Characters are why we read novels. As readers, we want to empathize and root for our characters. We want to know the trouble they face, and how they respond to that trouble. We want to know if they give up (they can’t), what they do in the face of trouble (they must overcome it [or not]), and we must care about them if we’re to continue reading on. A great part of that equation is that we need to relate, in some way, to our hero. She must respond in ways we understand, because we have felt the emotions she feels, or, at the very least, make us curious to know the motivation behind why she acts the way she acts in the situations in which she finds herself. As a writer, it’s your job to make that happen.


Luckily, there are more than a few tools at your disposal on how to build compelling characters to make your readers experience the ups and downs of the people you want them to care so much about. Here are a few:


Show, Don’t Tell

How a character acts—their movements, their actions, their expressions, what they say and how they say it, all these things show what your character is feeling (or what they want other characters to think they’re feeling). When the author, through the narrator, shows what her characters are doing, we learn about the character’s emotions because we see them through their actions. And it’s in scene that we see the characters express their feelings by what they do.


Here's a scene from Claire Keegan’s wonderful Small Things Like These that shows Bill Furlong interacting with Eileen, his wife:


She opened the door of the Rayburn, hesitating, for a moment, before dropping the letters in, on the flame.

‘They're getting hearty Eileen.’

‘You know, we'll blink a few times, and they'll be married and gone.’

‘Isn't that the way.’

‘The years don't slow down any as they pass.’

She checked the temperature gauge on the oven, whose needle had dropped to very low, where she wanted it and pulled it in a bit tighter.


Notice how Eileen “hesitates” before “dropping” the letters in on the flame. Notice the dialogue between husband and wife. And then the last line: She “checked” the temperature . . . where she wanted it and “pulled” it in a bit tighter. The dialogue tells us who Eileen is by what she says. She’s a mother who will miss her children. She knows time is short. She’s attuned to details, which we see in her handling of the oven temperature, and makes sure it’s “where she wanted it.” All of these little things build who Eileen is, especially in her relationship to Furlong. The dialogue and her actions play off each other to give readers a fantastic picture of who she (and they) are as people.


Tell

Telling, as we writers know, is, in general, looked down upon. Show, don’t tell, has been blasted into our brains as writers that, at least when we first start out as writers (during the first 10,000 hours of our writing apprenticeship, anyway), is hard to get away from. And there’s a good reason for that: readers want to watch what happens to our characters. They don’t want to be told Hugo snuck into the clock factory: they want to see it. They want to watch Hugo scan the street for the police. They want to watch him smash the window with the cloth-covered brick. They want to watch him grimace at the cut he gets in his gut when the window scrapes him as he struggles to climb into the window. They want to hear him moan. But none of this means you can’t tell how Hugo feels. Here’s an example:

It was early morning, probably two-thirty, two-forty-five, when Hugo snuck out of the room Master Thompson had locked him in two days earlier. Yes, he had been locked in the room. Yes, the room was on the second floor. Yes, jumping down from the roof to the ground was dangerous. But Hugo pushed the fright away. He was mad. He wanted vengeance. He was not going to let Maria get away with it. She had framed him, and now he was going to make her feel the same things he felt—the anger, the injustice, the embarrassment that had turned him the bright red of the apples surrounding Master Thompson’s estate.

⁂

- [Exercise set]:
1. Summarize the article on building compelling characters in two sentences.
2. Pick up the article on building compelling characters and continue it from its final sentence.

⁂

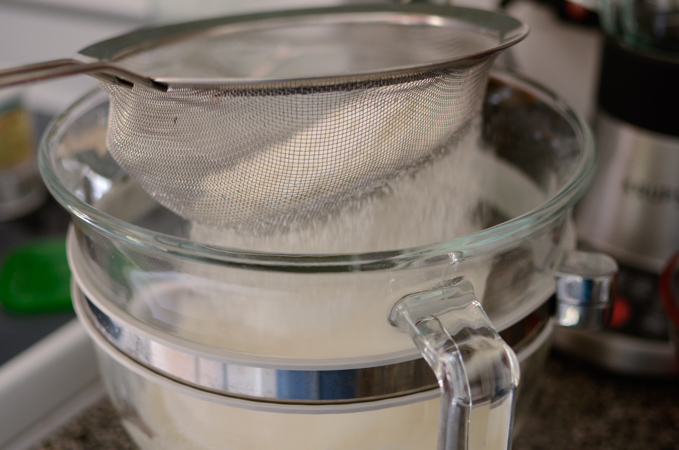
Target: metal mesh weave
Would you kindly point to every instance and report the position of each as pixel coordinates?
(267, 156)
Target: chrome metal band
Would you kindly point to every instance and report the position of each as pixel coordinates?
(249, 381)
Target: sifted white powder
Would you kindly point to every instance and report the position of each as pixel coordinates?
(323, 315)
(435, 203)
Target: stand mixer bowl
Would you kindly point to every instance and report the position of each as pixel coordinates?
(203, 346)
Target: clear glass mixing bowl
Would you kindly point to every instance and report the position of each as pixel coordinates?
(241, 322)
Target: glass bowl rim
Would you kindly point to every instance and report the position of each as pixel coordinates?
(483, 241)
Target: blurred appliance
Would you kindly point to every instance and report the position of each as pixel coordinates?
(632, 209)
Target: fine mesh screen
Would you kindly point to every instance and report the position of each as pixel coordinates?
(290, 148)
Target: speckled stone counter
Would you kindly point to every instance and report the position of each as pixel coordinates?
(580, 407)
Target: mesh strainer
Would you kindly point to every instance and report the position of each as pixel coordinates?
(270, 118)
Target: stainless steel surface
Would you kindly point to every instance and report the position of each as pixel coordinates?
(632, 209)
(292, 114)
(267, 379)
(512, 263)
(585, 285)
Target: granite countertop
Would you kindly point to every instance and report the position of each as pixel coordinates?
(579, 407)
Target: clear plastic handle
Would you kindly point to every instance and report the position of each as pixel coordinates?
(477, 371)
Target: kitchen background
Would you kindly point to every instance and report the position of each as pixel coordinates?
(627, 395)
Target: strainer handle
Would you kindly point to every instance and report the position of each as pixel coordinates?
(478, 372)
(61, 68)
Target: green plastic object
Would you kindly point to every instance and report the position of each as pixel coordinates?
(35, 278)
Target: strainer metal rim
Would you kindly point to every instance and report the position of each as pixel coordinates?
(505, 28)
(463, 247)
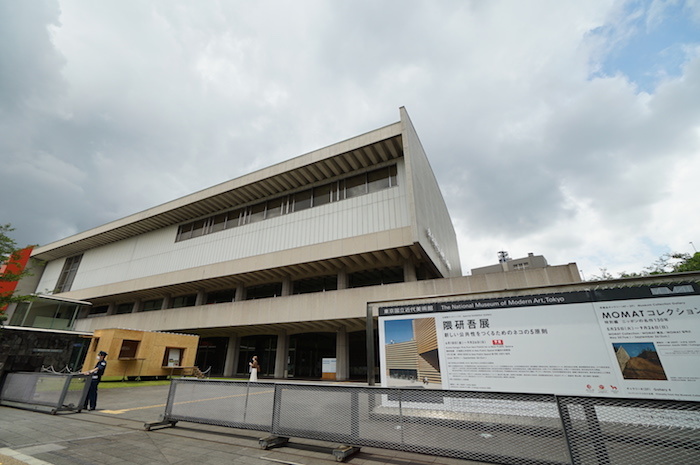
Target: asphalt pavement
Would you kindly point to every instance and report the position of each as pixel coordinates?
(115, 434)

⁂

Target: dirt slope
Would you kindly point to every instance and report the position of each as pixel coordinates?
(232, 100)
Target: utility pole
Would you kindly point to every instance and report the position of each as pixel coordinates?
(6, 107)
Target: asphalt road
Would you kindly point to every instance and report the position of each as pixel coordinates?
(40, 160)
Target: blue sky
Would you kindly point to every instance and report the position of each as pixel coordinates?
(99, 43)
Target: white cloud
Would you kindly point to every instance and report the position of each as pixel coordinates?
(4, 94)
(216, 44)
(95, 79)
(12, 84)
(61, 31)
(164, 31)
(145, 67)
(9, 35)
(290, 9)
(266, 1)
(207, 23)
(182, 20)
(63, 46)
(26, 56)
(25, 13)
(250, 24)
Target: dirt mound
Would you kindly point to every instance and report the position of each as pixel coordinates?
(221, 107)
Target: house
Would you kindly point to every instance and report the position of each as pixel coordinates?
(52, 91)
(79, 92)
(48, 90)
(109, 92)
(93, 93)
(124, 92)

⁂

- [Exercise responses]:
1. Readers must care about and relate to a novel's characters to keep reading, and the article offers writers several tools for building such characters. It uses a scene from Small Things Like These to show how a character's actions and dialogue reveal who she is, then argues that although telling is generally looked down upon because readers want to watch what happens, a writer can still tell how a character feels, as its Hugo example demonstrates.

2.
All of what you just read is “telling.” The narrator is telling you, the reader, how Hugo feels at having been framed by Maria. We know he’s mad. We know he’s embarrassed. We know he’s after revenge. There’s some action in there, yes. But the passage is, primarily, the narrator providing us with how Hugo feels. And it works. But such a description of what’s happening takes work. Make sure to re-read what you’ve “told” to your reader. Ask yourself if what you’ve described feels right. Is it interesting? Does the reader get a good picture of who your character is, as a person? If so, then you’ve done your job. If you’re unsure, have someone read it and have them provide feedback. Or have them read it aloud to you. Do you know how your character is feeling at that precise moment? Are they happy? Sad? Confused? You should know.

a sad woman sitting on a bench by a dock with boats and a blue sky
What Feelings do You Feel Looking at This Picture? Sadness, Right? Loneliness? How Would You Write This?

Subtext

One of my favorite ways of showing how a character is feeling is through the use of subtext. Charles Baxter, in the Art of Subtext: Beyond Plot, distinguishes between plot (the surface-level events) and subtext (the hidden meanings and implications). He argues that great fiction often prioritizes subtext, creating an experience that engages the reader's imagination and encourages them to infer deeper meanings. This is a fantastic way to give you a peek behind the curtains of what a character is thinking or feeling.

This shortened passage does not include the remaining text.